**How to complete this task**
Reproduce the entries exactly, but keep the pictures out of the copy.

Segment Start: Data section

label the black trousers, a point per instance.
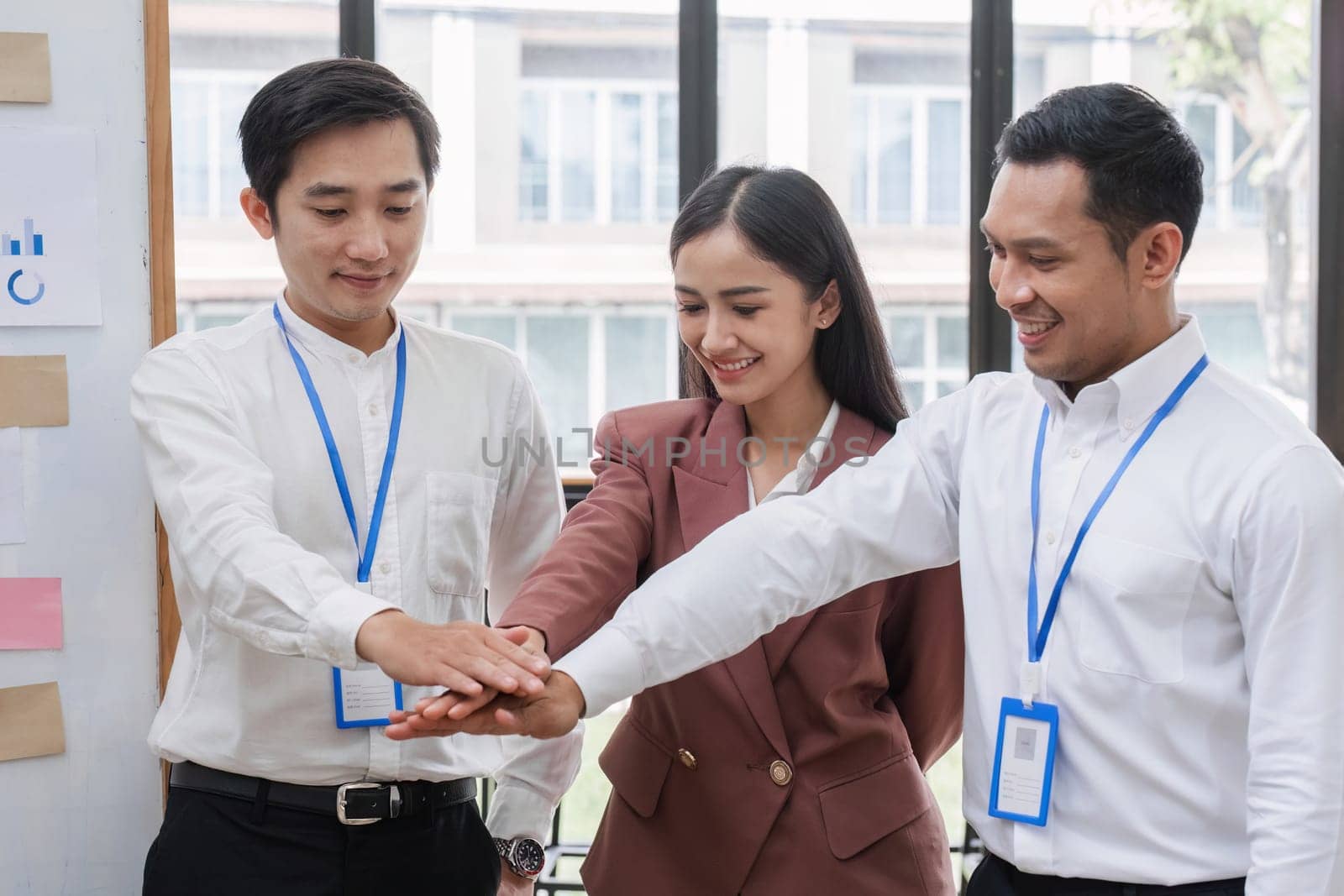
(996, 878)
(214, 846)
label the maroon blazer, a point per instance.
(793, 768)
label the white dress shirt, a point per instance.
(799, 479)
(1196, 653)
(265, 566)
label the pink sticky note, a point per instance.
(30, 614)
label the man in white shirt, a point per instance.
(335, 524)
(1149, 551)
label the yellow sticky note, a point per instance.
(34, 390)
(24, 67)
(30, 721)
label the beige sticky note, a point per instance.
(34, 390)
(24, 67)
(30, 721)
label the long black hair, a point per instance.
(790, 222)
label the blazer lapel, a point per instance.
(709, 495)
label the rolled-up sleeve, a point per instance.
(893, 515)
(534, 774)
(1288, 570)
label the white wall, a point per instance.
(81, 822)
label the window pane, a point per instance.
(221, 53)
(1202, 123)
(953, 342)
(1234, 336)
(558, 363)
(233, 102)
(636, 360)
(1247, 192)
(577, 155)
(534, 156)
(559, 127)
(894, 120)
(667, 156)
(859, 159)
(945, 157)
(207, 322)
(907, 342)
(496, 328)
(627, 156)
(1254, 242)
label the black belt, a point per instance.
(1027, 884)
(358, 802)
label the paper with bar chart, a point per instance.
(49, 228)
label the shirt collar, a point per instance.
(817, 448)
(1139, 389)
(320, 343)
(799, 479)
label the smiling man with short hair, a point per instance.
(1149, 551)
(335, 527)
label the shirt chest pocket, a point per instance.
(459, 531)
(1132, 609)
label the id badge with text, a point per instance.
(365, 696)
(1025, 762)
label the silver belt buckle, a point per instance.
(358, 785)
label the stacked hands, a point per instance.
(497, 681)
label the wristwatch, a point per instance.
(524, 856)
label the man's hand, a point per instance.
(454, 705)
(514, 884)
(465, 658)
(551, 714)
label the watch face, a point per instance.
(530, 856)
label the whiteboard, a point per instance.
(81, 822)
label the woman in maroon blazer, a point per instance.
(796, 766)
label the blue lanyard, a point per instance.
(1037, 641)
(375, 520)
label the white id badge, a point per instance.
(1025, 761)
(365, 696)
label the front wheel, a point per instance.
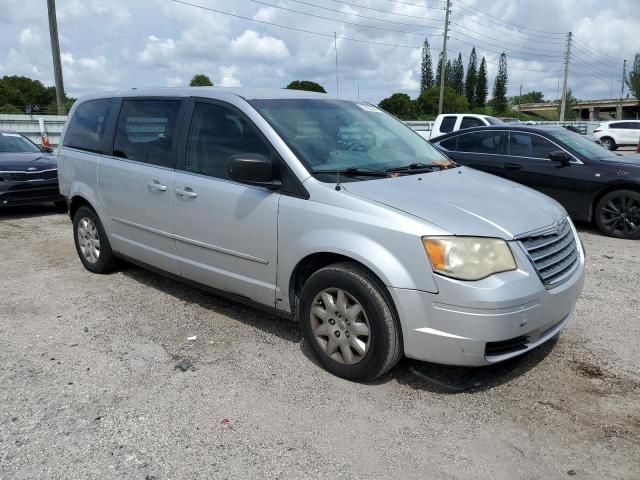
(348, 322)
(92, 243)
(618, 214)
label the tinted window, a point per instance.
(86, 129)
(481, 142)
(146, 131)
(449, 144)
(216, 134)
(468, 122)
(528, 145)
(447, 124)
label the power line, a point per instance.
(500, 53)
(386, 12)
(344, 21)
(466, 6)
(555, 53)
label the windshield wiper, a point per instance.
(421, 167)
(354, 171)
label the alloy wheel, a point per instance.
(621, 215)
(340, 326)
(88, 240)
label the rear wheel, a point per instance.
(608, 143)
(348, 322)
(618, 214)
(91, 242)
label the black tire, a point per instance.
(61, 206)
(617, 214)
(608, 143)
(384, 344)
(106, 261)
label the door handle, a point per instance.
(156, 185)
(186, 192)
(512, 166)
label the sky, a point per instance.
(114, 44)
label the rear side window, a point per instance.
(146, 131)
(87, 127)
(527, 145)
(468, 122)
(216, 134)
(487, 142)
(447, 124)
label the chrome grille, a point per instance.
(28, 176)
(554, 253)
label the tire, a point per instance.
(608, 143)
(356, 346)
(95, 251)
(617, 214)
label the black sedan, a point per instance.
(28, 173)
(592, 183)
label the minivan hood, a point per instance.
(464, 201)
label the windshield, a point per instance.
(328, 136)
(585, 147)
(16, 143)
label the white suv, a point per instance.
(618, 134)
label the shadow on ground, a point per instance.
(419, 375)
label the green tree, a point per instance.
(399, 104)
(448, 79)
(427, 102)
(426, 67)
(458, 75)
(482, 86)
(18, 93)
(499, 101)
(307, 85)
(439, 72)
(472, 79)
(201, 80)
(633, 79)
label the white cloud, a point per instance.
(250, 45)
(228, 76)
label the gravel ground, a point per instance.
(90, 387)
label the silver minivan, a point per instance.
(330, 212)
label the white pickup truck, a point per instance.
(450, 122)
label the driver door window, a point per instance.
(216, 134)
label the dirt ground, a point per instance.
(90, 388)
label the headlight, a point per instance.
(468, 258)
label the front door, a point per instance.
(135, 182)
(226, 232)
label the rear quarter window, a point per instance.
(88, 125)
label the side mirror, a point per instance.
(561, 157)
(253, 169)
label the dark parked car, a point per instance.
(28, 173)
(592, 183)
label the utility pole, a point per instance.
(443, 65)
(624, 74)
(563, 104)
(55, 52)
(519, 100)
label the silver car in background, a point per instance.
(330, 212)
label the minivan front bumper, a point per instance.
(487, 321)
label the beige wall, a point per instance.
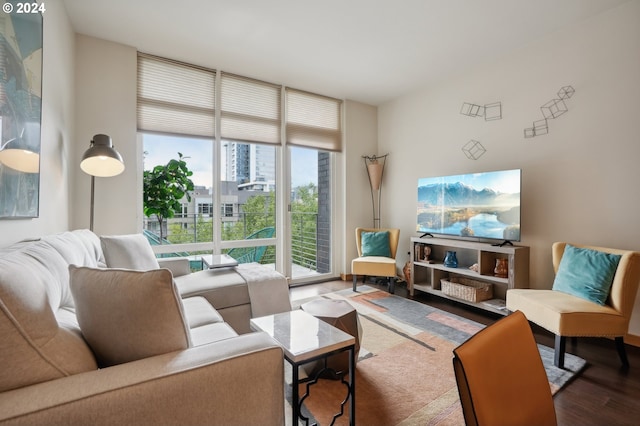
(579, 181)
(106, 103)
(361, 138)
(57, 136)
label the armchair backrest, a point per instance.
(625, 282)
(501, 378)
(394, 236)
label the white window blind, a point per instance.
(313, 121)
(250, 110)
(175, 98)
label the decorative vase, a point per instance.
(450, 259)
(502, 268)
(407, 272)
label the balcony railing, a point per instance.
(190, 228)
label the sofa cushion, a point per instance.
(34, 346)
(127, 315)
(199, 312)
(131, 251)
(212, 333)
(223, 288)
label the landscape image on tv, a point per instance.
(477, 205)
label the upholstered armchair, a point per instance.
(376, 255)
(500, 376)
(592, 296)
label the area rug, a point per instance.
(404, 374)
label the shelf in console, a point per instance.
(493, 305)
(426, 276)
(463, 271)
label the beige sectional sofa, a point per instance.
(97, 343)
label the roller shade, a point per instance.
(313, 121)
(175, 98)
(250, 110)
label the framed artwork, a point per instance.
(20, 109)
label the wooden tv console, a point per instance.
(426, 275)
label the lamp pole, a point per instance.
(102, 160)
(375, 169)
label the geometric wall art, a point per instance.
(550, 110)
(473, 149)
(490, 112)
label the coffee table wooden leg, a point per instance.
(295, 403)
(352, 383)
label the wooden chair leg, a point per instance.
(622, 352)
(560, 346)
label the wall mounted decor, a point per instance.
(20, 111)
(473, 149)
(551, 110)
(490, 112)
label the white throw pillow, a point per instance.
(128, 252)
(127, 315)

Segment End: Data section

**Result**
label the black trousers, a point per instance.
(996, 878)
(214, 846)
label the maroon blazer, a point per instance.
(793, 768)
label the white dress shirt, a point per instance.
(799, 479)
(1196, 653)
(265, 566)
label the pink sticky note, a point per instance.
(30, 614)
label the man in white shirt, a point per instance.
(335, 524)
(1149, 551)
label the yellow sticky note, a point per instance.
(34, 390)
(24, 67)
(30, 721)
label the beige sticky note, a point per instance.
(34, 390)
(24, 67)
(30, 721)
label the long black hair, a point per instance.
(790, 222)
label the blazer lapel, a point per instance.
(709, 495)
label the rolled-up sleeve, a point per instance.
(893, 515)
(534, 774)
(1288, 570)
label the white wall, a point per instance.
(81, 822)
label the window pane, a point per instance.
(221, 53)
(1202, 123)
(953, 342)
(1234, 336)
(558, 363)
(233, 102)
(636, 360)
(1247, 192)
(577, 155)
(534, 156)
(559, 127)
(894, 120)
(667, 156)
(859, 159)
(945, 157)
(207, 322)
(907, 342)
(496, 328)
(627, 156)
(1254, 242)
label the black belt, a point per instance.
(1027, 884)
(358, 802)
label the paper with bar chart, a point per instance.
(49, 228)
label the shirt collar, a point per instance.
(817, 448)
(1139, 389)
(320, 343)
(799, 479)
label the smiling man with short hair, a point per instance.
(1149, 551)
(335, 527)
label the shirt chest pocket, a point per instance.
(459, 531)
(1132, 609)
label the id badge with text, a point per instance.
(365, 696)
(1025, 762)
label the silver belt buckle, a point per instance.
(358, 785)
label the stacked hands, a point per instance.
(497, 681)
label the wristwatch, a point per instance.
(524, 856)
label the man's hand, a point per instance.
(454, 705)
(514, 884)
(465, 658)
(551, 714)
label the watch face, a point per instance.
(530, 856)
label the whiteboard, a point per instance.
(81, 822)
label the woman in maroon blazer, a point per instance.
(796, 766)
label the blue lanyard, a point per instance.
(1037, 641)
(375, 520)
label the white id badge, a point per instance.
(1025, 761)
(365, 696)
label the front wheel, a point per instance.
(348, 322)
(92, 243)
(618, 214)
label the tinted window, a point per instance.
(86, 129)
(481, 142)
(146, 131)
(449, 144)
(216, 134)
(468, 122)
(528, 145)
(447, 124)
label the power line, a point per instance.
(500, 53)
(386, 12)
(344, 21)
(466, 6)
(555, 53)
label the windshield wiper, a point per instance.
(421, 167)
(354, 171)
label the alloy wheel, a point per instance.
(621, 215)
(340, 326)
(88, 240)
label the rear wheel, a point per instance.
(608, 143)
(348, 322)
(618, 214)
(91, 242)
label the black tire, a point per instance.
(61, 206)
(617, 214)
(608, 143)
(384, 344)
(106, 261)
label the door handle, a point per instance.
(156, 185)
(186, 192)
(512, 166)
label the sky, a point per instance.
(114, 44)
label the rear side window, a point per instance.
(146, 131)
(87, 127)
(527, 145)
(468, 122)
(216, 134)
(487, 142)
(447, 124)
label the chrome grille, a point per instance.
(28, 176)
(554, 253)
label the tire, a point per instance.
(608, 143)
(356, 346)
(95, 251)
(617, 214)
label the black sedan, a point per instance.
(28, 173)
(592, 183)
label the minivan hood, a point per instance.
(464, 201)
label the windshield, a point per instance.
(328, 136)
(585, 147)
(16, 143)
label the white suv, a point per instance.
(618, 134)
label the shadow on ground, a point per instance.
(419, 375)
label the green tree, a point per instance.
(399, 104)
(448, 79)
(427, 102)
(426, 67)
(458, 75)
(482, 86)
(18, 93)
(499, 101)
(307, 85)
(439, 72)
(472, 79)
(201, 80)
(633, 79)
label the white cloud, a point per instance.
(250, 45)
(228, 76)
label the gravel ground, a point per instance.
(90, 387)
label the silver minivan, a point per instance.
(330, 212)
label the white pickup truck, a point per instance.
(450, 122)
label the driver door window, a point per instance.
(216, 134)
label the dirt ground, a point per instance.
(90, 388)
label the headlight, a point per instance.
(468, 258)
label the front door, a point per instance.
(135, 182)
(226, 232)
label the rear quarter window, a point per instance.
(88, 125)
label the side mirror, a point per instance.
(561, 157)
(253, 169)
label the dark parked car, a point per instance.
(28, 173)
(592, 183)
label the utility pole, a point per instance.
(443, 65)
(624, 74)
(563, 104)
(55, 52)
(519, 100)
label the silver car in background, a point per instance.
(330, 212)
label the minivan front bumper, a point per instance.
(487, 321)
label the beige wall, a point per instance.
(579, 181)
(106, 103)
(361, 138)
(57, 136)
label the armchair backrest, a point per instance.
(625, 282)
(501, 378)
(394, 236)
label the white window blind, a point per instance.
(313, 121)
(250, 110)
(175, 98)
label the decorative vase, a point per instance.
(450, 259)
(502, 268)
(407, 272)
label the balcony railing, a point per instance.
(190, 228)
label the sofa cushion, a point per instance.
(34, 346)
(127, 315)
(199, 312)
(131, 251)
(212, 333)
(223, 288)
label the landscape image on tv, a point per instance.
(477, 205)
label the upholstered armchair, a point per instance.
(376, 255)
(500, 376)
(592, 296)
label the area rug, a point per instance.
(404, 374)
label the shelf in console, a point per instance.
(493, 305)
(426, 276)
(463, 271)
label the beige sectional sofa, a point per instance.
(97, 343)
label the roller shade, a point per instance.
(313, 121)
(175, 98)
(250, 110)
label the framed artwork, a point per instance.
(20, 109)
label the wooden tv console, a point per instance.
(426, 275)
label the lamp pole, a point per instance.
(102, 160)
(375, 169)
label the geometric wall art, a point per instance.
(550, 110)
(473, 149)
(490, 112)
label the coffee table wooden leg, a point per instance.
(295, 403)
(352, 383)
label the wooden chair leg, a point per instance.
(622, 352)
(560, 346)
label the wall mounted decor, a point per instance.
(20, 111)
(473, 149)
(551, 110)
(490, 112)
label the white throw pillow, a point per instance.
(128, 252)
(127, 315)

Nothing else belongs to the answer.